- [What this task involves]: The lines to be copied run from the one containing "# test: pointer drops one pin on the bird's head, once" to the end of the material below; reproduce them exactly, including both ends, and nothing more.

- [Given records]:
▼
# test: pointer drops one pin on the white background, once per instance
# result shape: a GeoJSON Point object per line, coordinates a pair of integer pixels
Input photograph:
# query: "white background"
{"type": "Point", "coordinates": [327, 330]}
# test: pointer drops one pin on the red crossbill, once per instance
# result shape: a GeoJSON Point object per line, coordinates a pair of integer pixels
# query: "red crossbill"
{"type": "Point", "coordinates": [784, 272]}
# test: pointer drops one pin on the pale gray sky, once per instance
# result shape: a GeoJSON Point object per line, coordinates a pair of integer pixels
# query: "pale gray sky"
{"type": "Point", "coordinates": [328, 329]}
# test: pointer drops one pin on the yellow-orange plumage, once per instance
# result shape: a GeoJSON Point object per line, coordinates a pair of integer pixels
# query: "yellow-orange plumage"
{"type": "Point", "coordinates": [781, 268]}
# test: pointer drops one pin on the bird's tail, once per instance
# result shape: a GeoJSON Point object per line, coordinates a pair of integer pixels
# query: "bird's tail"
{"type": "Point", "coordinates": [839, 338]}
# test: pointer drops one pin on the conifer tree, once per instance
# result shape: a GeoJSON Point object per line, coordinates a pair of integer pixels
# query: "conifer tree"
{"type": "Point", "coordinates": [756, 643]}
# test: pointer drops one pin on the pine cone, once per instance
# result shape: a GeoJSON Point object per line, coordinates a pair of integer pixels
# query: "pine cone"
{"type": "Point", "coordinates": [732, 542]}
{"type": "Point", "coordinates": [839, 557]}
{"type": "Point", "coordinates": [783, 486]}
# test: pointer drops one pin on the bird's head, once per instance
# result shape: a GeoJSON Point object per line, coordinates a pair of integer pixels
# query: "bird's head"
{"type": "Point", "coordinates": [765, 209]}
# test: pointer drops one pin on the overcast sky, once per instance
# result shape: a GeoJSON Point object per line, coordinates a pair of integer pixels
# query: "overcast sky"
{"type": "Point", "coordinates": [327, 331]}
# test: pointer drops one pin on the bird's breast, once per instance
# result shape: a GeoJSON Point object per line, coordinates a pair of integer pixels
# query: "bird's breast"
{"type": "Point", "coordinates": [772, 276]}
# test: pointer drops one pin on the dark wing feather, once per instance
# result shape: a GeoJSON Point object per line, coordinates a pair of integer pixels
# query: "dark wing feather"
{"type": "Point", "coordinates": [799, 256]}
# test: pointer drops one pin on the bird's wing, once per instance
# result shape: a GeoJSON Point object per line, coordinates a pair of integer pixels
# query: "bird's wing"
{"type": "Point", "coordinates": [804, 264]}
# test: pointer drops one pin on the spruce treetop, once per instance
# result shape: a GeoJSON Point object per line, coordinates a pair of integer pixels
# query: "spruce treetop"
▲
- [Written reply]:
# test: pointer drops one pin on the bird's head, once per instance
# result shape: a GeoJSON Point object per line, coordinates a pair of integer pixels
# query: "bird's head"
{"type": "Point", "coordinates": [765, 209]}
# test: pointer drops one pin on the overcast sky, once per instance
# result shape: a GeoJSON Point object per line, coordinates a pair of integer pixels
# query: "overcast sky"
{"type": "Point", "coordinates": [327, 331]}
# test: pointer drops one pin on the bird's breast, once per instance
# result shape: a GeoJSON Point object per line, coordinates a pair of integer pixels
# query: "bird's breast"
{"type": "Point", "coordinates": [772, 276]}
# test: pointer drops one pin on the dark wing feather, once per instance
# result shape: a GeoJSON Point object per line, coordinates a pair of integer pixels
# query: "dark wing feather"
{"type": "Point", "coordinates": [799, 256]}
# test: pointer drops one pin on the bird's wing, once per instance
# result shape: a GeoJSON Point object per line, coordinates a pair of integer pixels
# query: "bird's wing"
{"type": "Point", "coordinates": [804, 264]}
# test: pointer drops one pin on the spruce treetop, once per instance
# result shape: a GeoJSON Point object per line, coordinates a pair of integer pixels
# query: "spruce treetop"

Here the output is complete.